### SELECTED EXTRACT
============

I think there's an experimental aspect to this entire movie that I don't have the answers for. I won't know until people see it. It's being seen in such a vacuum right now and made in a very supportive environment. Epic let this movie be exactly what it is, and I think that's incredibly brave and should be celebrated. The movie will be whatever it is, and people can judge it as they see fit. But companies like Epic taking big risks on something very different? There's a lot of similarity in things being made today. And I think that took courage on their part. And so as a filmmaker, I was hoping for relationships like the Coen Brothers had with several films, where they had freedom and autonomy, and could make the movie with the collaborators that they set out to make. And so there were never any roadblocks there. For better or worse, we got to make the movie we set out to make. I don't think that happens all the time.

There's a duality to the character. It's mostly this very quiet, meditative movie, but it has these moments of the character being totally badass. How do you kind of engineer the one to come out of the other?

SE: For my part, it's what's on the page. It's what I do. I try to bring some truth to it. My goal as an actor is to tell the truth. Or make it look like I'm telling the truth. Feel the truth in it. I often have problems, and there might've been a couple here, but I don't remember there being any. I'm always kind of a pain in the ass about material. Over the long haul, I might think, "that's not quite right. There's something wrong with the truth in that. That's not real. That could be tweaked a little."

RK: There was always a magical realism to this movie that I was going. When Sam arrived, he embraced that, but he always pushed us a little further toward how it could be a little more real. We'd talk about that and we'd find it. The entire movie got flavored by that. That that was really special to me because that was one of the big surprises for me. This thing was so specifically structured with hundreds and hundreds of storyboards and very intense planning from the entire team. And then Sam and I get talking about it, and it takes on a new shape, and you embrace that because you're not alone in the creation of the movie. 

I have to ask about this because like I'm an enormous Bigfoot enthusiast...

RK: Yes! More questions on this, please!

What are you feelings on Bigfoot? You don't get much more mythic than Bigfoot.

============

### REQUEST A
Reproduce the records from the first line up to and including the line with "x=340 y=111", keeping the requests, and offset every coordinate in the answers by -34.

### LISTING
============

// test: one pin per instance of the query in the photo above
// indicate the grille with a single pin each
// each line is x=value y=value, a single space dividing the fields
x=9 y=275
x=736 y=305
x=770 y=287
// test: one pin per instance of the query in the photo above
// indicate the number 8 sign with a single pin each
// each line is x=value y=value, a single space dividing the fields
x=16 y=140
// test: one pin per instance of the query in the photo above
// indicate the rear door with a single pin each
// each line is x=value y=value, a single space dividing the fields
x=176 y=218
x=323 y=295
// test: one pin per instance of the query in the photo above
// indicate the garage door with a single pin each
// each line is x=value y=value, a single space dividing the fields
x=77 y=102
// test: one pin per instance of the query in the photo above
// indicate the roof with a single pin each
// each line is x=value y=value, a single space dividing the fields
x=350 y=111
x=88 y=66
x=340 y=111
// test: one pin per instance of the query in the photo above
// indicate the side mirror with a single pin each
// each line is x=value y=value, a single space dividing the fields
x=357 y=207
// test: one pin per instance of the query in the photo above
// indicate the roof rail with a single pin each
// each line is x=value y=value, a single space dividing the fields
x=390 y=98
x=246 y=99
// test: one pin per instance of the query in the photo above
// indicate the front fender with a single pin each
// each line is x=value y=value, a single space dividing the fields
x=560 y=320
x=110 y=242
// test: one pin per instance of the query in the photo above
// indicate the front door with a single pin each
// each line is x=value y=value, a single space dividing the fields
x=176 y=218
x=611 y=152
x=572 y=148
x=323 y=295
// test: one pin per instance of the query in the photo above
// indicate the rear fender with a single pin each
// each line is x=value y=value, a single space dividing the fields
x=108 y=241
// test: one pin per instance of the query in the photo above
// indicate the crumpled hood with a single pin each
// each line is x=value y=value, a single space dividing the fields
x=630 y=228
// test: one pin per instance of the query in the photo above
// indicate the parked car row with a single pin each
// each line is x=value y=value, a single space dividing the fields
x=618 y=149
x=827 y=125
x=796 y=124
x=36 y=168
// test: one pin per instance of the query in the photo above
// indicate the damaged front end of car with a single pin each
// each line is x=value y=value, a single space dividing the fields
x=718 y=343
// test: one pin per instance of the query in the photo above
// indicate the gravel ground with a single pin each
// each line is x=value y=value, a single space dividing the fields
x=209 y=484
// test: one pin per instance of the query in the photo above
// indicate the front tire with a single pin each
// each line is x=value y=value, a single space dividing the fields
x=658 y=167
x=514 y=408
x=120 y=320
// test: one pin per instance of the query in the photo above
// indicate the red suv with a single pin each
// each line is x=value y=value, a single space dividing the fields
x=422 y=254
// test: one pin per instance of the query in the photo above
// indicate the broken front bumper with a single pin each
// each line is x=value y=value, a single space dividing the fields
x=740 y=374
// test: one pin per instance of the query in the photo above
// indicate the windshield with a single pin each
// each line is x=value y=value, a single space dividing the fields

============

### REQUEST B
Translate this sentence from the interview excerpt into Spanish: "For better or worse, we got to make the movie we set out to make."

### EXPECTED ANSWER A
// test: one pin per instance of the query in the photo above
// indicate the grille with a single pin each
// each line is x=value y=value, a single space dividing the fields
x=-25 y=241
x=702 y=271
x=736 y=253
// test: one pin per instance of the query in the photo above
// indicate the number 8 sign with a single pin each
// each line is x=value y=value, a single space dividing the fields
x=-18 y=106
// test: one pin per instance of the query in the photo above
// indicate the rear door with a single pin each
// each line is x=value y=value, a single space dividing the fields
x=142 y=184
x=289 y=261
// test: one pin per instance of the query in the photo above
// indicate the garage door with a single pin each
// each line is x=value y=value, a single space dividing the fields
x=43 y=68
// test: one pin per instance of the query in the photo above
// indicate the roof with a single pin each
// each line is x=value y=value, a single space dividing the fields
x=316 y=77
x=54 y=32
x=306 y=77

### EXPECTED ANSWER B
Para bien o para mal, pudimos hacer la película que nos propusimos hacer.